Exercise details:
Among the entries below, count the lines where the string "horizon" occurs, and give only the number.

Start of Block

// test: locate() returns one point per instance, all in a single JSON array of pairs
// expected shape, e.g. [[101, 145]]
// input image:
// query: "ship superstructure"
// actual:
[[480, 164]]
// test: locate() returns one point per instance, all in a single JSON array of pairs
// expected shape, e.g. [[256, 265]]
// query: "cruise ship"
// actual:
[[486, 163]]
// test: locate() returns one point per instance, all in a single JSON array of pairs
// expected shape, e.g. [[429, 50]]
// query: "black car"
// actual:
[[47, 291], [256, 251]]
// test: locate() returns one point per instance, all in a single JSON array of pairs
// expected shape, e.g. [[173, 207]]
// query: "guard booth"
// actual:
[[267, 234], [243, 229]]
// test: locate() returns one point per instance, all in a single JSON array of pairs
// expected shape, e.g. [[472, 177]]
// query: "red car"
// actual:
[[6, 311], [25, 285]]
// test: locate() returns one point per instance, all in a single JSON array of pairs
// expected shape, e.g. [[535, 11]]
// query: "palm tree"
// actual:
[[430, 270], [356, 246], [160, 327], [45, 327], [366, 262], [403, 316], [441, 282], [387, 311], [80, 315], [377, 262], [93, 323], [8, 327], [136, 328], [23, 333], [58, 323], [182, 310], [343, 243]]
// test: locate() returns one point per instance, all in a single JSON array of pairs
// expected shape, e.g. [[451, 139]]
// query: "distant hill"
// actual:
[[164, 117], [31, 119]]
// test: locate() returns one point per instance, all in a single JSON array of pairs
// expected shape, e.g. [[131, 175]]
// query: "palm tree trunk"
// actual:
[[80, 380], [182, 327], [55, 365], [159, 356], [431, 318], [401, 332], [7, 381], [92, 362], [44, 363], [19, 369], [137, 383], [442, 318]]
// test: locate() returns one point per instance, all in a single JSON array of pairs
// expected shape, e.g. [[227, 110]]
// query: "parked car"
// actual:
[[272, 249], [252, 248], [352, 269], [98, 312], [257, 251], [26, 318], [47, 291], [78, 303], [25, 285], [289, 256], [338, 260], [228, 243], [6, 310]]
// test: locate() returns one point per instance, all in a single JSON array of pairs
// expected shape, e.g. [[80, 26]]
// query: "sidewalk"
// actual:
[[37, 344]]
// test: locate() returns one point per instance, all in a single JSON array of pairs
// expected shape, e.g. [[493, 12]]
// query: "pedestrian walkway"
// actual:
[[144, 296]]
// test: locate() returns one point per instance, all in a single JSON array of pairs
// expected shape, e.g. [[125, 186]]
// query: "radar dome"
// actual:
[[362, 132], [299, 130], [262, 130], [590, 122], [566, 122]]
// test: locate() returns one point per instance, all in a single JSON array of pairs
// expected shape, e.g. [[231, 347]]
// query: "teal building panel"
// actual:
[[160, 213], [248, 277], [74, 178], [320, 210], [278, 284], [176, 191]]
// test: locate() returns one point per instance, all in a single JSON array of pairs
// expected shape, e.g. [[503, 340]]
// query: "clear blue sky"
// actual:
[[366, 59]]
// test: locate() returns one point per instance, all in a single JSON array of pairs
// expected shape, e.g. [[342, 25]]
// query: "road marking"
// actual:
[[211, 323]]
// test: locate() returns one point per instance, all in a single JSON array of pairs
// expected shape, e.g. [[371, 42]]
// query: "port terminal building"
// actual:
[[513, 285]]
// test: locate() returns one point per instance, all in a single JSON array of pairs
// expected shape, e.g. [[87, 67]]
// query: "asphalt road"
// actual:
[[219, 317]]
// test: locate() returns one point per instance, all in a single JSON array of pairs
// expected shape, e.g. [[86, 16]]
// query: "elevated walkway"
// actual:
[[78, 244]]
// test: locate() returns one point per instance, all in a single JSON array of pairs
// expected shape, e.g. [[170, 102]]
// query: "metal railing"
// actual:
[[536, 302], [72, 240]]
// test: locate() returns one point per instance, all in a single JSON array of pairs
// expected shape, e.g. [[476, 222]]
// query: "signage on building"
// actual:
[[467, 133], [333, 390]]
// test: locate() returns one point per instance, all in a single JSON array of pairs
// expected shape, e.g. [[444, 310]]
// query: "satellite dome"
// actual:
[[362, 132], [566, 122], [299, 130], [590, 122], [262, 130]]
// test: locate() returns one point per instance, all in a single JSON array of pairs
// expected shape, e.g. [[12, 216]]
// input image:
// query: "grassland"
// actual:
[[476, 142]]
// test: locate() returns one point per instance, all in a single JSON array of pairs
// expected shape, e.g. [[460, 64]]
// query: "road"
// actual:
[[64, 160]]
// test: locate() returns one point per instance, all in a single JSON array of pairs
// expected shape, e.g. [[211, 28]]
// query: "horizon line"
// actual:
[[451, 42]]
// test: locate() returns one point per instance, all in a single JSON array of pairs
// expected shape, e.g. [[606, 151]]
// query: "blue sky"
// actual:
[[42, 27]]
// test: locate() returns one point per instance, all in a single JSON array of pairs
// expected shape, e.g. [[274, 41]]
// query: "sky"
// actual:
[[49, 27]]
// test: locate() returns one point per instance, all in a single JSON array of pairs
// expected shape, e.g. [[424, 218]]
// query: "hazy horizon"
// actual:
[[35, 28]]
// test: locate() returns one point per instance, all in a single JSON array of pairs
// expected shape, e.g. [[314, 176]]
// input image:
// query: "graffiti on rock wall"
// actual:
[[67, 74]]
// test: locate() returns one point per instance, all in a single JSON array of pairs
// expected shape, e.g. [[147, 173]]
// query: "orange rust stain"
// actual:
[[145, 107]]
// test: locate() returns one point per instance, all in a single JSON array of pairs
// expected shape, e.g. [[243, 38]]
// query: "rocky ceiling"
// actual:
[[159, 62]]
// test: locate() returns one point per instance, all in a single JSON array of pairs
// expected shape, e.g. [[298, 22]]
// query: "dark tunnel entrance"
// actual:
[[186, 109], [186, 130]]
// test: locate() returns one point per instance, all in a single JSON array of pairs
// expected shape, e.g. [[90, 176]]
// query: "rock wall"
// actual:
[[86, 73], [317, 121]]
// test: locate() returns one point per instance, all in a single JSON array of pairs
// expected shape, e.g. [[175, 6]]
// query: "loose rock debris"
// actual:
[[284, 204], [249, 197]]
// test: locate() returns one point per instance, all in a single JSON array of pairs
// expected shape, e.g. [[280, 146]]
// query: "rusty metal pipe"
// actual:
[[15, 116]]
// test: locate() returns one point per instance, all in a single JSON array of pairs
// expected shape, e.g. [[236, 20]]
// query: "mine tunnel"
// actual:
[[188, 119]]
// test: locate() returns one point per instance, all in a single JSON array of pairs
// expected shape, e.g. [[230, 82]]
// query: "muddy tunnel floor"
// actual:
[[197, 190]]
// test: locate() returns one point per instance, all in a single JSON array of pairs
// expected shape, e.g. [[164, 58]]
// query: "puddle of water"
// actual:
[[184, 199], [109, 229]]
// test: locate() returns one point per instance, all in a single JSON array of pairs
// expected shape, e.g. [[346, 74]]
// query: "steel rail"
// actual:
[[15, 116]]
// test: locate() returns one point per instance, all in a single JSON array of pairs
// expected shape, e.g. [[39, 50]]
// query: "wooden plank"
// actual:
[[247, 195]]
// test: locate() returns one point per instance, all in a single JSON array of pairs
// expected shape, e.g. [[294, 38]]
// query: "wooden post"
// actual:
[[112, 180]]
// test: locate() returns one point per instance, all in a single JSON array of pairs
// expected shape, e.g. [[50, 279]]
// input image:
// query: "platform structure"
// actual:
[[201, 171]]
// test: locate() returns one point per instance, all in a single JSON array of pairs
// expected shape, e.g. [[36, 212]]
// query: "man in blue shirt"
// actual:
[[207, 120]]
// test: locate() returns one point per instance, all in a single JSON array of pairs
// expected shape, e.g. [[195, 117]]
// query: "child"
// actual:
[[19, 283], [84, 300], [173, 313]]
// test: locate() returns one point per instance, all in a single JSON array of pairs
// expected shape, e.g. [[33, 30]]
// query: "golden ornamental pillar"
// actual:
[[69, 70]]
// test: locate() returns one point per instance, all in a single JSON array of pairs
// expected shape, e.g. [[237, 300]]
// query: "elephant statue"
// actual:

End of Block
Start of Block

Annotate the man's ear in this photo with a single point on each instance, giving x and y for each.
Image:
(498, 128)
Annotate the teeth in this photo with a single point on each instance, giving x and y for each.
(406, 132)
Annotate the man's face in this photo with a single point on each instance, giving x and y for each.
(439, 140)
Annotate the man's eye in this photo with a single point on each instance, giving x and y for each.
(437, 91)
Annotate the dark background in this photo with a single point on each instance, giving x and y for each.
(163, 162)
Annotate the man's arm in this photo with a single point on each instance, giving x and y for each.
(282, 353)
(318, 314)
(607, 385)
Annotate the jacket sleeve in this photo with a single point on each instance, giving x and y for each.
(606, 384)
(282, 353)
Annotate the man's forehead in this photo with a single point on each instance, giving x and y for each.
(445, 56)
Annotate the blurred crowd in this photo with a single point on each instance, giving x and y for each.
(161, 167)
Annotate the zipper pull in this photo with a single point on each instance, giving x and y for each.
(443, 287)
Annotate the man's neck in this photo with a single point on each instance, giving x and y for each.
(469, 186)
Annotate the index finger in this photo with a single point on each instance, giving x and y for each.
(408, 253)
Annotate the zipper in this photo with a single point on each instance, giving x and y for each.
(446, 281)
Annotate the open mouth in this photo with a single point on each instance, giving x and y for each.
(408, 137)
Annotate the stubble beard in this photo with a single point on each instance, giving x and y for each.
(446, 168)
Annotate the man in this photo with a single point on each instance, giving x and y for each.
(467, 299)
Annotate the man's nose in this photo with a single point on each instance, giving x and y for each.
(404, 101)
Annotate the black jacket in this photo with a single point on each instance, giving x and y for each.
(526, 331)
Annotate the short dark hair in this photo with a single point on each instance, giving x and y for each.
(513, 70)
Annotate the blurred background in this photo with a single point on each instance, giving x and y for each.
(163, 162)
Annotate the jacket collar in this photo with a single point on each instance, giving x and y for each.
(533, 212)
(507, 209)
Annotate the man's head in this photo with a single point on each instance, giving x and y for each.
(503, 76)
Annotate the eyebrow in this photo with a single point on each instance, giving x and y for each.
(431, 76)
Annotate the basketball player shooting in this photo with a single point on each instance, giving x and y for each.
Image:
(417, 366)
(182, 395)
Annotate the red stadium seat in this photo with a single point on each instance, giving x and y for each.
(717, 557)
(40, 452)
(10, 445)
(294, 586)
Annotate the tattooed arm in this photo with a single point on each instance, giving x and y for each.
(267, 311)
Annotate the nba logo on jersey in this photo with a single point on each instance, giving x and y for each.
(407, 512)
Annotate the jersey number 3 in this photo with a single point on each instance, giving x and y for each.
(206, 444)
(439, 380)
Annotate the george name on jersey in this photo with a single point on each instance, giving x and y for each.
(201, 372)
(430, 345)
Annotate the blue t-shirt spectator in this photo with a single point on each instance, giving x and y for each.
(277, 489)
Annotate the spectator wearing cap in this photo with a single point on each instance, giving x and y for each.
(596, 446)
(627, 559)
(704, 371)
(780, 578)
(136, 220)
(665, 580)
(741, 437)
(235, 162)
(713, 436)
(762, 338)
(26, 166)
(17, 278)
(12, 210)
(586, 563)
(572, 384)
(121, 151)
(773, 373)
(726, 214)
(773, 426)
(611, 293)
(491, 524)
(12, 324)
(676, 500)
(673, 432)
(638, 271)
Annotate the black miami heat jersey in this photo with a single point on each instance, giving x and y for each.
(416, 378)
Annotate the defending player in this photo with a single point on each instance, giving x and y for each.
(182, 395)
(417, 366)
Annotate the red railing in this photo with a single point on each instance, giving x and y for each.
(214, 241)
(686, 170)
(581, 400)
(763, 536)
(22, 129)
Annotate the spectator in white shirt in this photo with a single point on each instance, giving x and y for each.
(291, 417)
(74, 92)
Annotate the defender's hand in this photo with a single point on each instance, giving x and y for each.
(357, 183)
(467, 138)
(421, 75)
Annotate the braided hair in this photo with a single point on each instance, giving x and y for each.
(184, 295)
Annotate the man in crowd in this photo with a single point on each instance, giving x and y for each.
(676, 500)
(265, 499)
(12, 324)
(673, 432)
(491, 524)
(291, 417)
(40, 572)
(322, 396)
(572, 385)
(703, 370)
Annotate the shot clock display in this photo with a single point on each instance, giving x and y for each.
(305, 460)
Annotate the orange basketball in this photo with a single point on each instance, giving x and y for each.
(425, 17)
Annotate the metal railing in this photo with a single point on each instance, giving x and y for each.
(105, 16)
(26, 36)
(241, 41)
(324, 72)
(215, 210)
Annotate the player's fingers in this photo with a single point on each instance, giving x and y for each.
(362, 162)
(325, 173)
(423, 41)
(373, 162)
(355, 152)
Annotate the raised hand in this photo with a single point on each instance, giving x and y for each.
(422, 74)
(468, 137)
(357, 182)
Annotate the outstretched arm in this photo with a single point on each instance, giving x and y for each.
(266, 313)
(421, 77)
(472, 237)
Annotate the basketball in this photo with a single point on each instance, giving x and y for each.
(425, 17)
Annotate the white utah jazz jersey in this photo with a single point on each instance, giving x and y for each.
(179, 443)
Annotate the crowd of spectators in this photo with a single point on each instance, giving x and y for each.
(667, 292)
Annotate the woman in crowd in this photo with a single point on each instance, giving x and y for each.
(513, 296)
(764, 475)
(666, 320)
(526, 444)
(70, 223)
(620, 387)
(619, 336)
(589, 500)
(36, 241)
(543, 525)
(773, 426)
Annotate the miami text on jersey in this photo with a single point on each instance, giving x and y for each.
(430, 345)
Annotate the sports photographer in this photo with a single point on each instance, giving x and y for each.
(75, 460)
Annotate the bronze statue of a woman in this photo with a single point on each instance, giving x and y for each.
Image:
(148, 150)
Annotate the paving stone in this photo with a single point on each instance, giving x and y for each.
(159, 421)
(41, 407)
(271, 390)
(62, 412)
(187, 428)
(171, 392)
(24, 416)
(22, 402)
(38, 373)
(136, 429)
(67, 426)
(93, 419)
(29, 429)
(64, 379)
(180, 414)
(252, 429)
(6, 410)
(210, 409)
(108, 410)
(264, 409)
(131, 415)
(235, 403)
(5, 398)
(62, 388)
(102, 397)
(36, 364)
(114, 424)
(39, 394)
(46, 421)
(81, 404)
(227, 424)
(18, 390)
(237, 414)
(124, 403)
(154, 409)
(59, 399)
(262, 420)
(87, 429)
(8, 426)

End of Block

Task response:
2